Exercise goal: Make an exact copy of the lines below.

★ ★ ★ ★

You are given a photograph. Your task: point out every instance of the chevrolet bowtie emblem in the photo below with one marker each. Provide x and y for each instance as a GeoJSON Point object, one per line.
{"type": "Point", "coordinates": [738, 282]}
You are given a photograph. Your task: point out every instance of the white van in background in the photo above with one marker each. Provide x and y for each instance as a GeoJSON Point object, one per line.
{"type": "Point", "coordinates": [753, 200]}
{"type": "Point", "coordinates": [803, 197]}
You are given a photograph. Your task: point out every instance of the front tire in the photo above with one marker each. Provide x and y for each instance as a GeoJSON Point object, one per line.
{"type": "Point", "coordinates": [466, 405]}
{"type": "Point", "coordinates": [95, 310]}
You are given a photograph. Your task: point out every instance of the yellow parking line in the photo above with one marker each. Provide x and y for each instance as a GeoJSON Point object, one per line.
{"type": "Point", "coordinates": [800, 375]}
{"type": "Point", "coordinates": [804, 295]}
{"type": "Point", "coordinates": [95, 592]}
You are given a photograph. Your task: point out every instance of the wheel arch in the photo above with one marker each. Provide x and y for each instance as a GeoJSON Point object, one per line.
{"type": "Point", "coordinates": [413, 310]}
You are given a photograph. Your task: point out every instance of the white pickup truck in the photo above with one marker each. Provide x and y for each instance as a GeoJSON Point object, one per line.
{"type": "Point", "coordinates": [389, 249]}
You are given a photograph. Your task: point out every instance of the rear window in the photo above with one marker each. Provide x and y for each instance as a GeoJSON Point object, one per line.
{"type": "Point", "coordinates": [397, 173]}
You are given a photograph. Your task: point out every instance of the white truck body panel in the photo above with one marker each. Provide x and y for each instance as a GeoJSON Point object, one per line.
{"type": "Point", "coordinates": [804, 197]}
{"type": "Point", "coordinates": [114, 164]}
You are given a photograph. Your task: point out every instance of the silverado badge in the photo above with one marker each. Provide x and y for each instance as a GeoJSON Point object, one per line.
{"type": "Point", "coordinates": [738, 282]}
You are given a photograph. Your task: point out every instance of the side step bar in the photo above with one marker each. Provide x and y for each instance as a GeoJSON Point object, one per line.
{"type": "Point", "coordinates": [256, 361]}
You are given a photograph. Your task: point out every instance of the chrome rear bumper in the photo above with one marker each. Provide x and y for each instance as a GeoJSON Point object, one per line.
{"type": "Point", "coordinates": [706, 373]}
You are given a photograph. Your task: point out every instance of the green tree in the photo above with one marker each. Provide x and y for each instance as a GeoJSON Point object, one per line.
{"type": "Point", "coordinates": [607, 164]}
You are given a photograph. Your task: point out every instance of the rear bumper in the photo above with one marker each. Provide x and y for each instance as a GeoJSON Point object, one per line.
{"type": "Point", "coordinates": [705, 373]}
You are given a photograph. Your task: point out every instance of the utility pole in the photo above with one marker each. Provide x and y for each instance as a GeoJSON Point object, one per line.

★ ★ ★ ★

Final result:
You are given a photograph. Your task: point out every instance of the chevrolet bowtie emblem in the photo below with one marker each. Provide x and y for each instance as a GeoJSON Point object, one per line.
{"type": "Point", "coordinates": [738, 282]}
You are given a photograph. Your task: point out every instance of the white van in background in the photo above with one marker each. Provide x and y for each instance as a GeoJSON Point object, one per line.
{"type": "Point", "coordinates": [753, 200]}
{"type": "Point", "coordinates": [803, 197]}
You are given a photograph. Your task: point out every instance of the front tire in the photo above with one marker each. Provide x and y for each instance as a GeoJSON Point object, one per line.
{"type": "Point", "coordinates": [466, 405]}
{"type": "Point", "coordinates": [95, 310]}
You are given a photograph. Your task: point out every instance of the yellow parking line in the photo above with one marker each. Provide x and y for each instance as a GeoJSON Point object, one per line.
{"type": "Point", "coordinates": [800, 375]}
{"type": "Point", "coordinates": [804, 295]}
{"type": "Point", "coordinates": [95, 592]}
You are given a photograph. Your task: point out every instance of the wheel arch in the photo above with one marker each. Provide x and y for each instance as a GeoJSON Point object, one per line.
{"type": "Point", "coordinates": [413, 310]}
You are given a photograph. Your task: point out every instance of the white pickup truck in the photo above with one marker each. Provide x and y for each instance as a GeoJSON Point object, one per line.
{"type": "Point", "coordinates": [389, 249]}
You are given a photograph. Your task: point out every instance of the rear window in the photo above with one marker each. Provide x and y for each instance as a GeoJSON Point object, one per line.
{"type": "Point", "coordinates": [397, 173]}
You are given a photograph. Your task: point out every instance of the white truck body panel in the photo above with one marker each. Provide x and y for each instance as a GeoJSON Point object, one per line.
{"type": "Point", "coordinates": [804, 197]}
{"type": "Point", "coordinates": [114, 164]}
You are given a photograph. Your task: point out every instance of the silverado badge in the photo above with one marker each. Provide x and y for each instance as a GeoJSON Point object, one per line.
{"type": "Point", "coordinates": [738, 282]}
You are given a photograph. Your task: point out every instance of the side step bar in the photo above with one marker each. Provide x and y for each instance as a GeoJSON Point object, one per line.
{"type": "Point", "coordinates": [256, 361]}
You are given a photograph. Your task: point out every instance of the chrome rear bumper in the photo above with one marker each. Provide x and y for each instance as a GeoJSON Point object, one per line.
{"type": "Point", "coordinates": [706, 373]}
You are given a photograph. Your task: point out every instance of the green tree in the photo above with one marker each. Provide x and y for each instance as a GeoJSON Point object, one per line.
{"type": "Point", "coordinates": [607, 164]}
You are given a photograph. Your task: point out every instance of the rear bumper in the photo above with one marker each. Provide x and y for each instance as a GeoJSON Point object, one per line.
{"type": "Point", "coordinates": [705, 373]}
You are given a photograph. Your task: point out every instance of the utility pole in the photo above with one marker each. Provide x and y for each instance as a GeoJSON Point object, one per line.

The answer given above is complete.